Data for the task -
┄┄┄┄┄┄┄┄┄┄

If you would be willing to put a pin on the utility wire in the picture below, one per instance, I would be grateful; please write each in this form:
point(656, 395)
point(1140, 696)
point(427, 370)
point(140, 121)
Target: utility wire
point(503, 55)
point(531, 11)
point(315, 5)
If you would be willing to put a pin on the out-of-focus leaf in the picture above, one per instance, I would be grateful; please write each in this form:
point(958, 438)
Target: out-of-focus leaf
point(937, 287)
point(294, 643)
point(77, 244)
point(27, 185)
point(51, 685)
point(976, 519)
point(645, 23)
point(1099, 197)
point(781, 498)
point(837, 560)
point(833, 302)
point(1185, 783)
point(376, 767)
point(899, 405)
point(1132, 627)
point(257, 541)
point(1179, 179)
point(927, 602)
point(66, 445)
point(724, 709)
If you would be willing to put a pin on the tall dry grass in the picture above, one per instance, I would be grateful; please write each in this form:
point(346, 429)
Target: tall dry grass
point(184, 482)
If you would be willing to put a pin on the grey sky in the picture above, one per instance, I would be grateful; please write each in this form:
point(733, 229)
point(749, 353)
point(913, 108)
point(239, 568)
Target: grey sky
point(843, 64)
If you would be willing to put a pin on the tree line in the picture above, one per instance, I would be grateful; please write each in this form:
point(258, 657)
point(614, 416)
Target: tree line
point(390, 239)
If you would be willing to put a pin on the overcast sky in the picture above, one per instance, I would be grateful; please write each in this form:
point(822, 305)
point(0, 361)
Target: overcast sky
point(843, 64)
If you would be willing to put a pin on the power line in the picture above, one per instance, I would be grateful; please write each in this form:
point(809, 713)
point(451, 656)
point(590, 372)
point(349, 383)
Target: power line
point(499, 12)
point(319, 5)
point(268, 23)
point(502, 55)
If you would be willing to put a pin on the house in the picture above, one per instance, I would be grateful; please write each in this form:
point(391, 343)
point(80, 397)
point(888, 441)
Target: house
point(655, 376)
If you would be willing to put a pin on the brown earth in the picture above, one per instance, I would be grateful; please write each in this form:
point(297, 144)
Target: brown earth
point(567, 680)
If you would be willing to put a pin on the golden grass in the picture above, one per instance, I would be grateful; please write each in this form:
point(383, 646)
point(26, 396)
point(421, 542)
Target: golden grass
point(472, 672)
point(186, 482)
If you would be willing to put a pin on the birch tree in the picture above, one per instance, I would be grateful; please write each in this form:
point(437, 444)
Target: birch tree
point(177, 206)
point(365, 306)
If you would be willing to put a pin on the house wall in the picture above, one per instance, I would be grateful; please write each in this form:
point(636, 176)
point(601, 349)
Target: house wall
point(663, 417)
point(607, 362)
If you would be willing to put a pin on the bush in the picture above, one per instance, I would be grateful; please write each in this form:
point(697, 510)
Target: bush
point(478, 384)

┄┄┄┄┄┄┄┄┄┄

Exercise brief - The first line of the entries above and every line after it, up to and including the line with "point(958, 438)", should be set down exactly.

Finished exercise -
If you would be willing to put a pin on the utility wire in the picture below, one per instance, I would be grateful; please write each in this form:
point(656, 395)
point(1140, 696)
point(427, 370)
point(140, 121)
Target: utility wire
point(503, 55)
point(531, 11)
point(315, 5)
If you would be willing to put a pin on the out-of-focus leaf in the picture above, one per instance, I would be grateful; please write each in this form:
point(958, 438)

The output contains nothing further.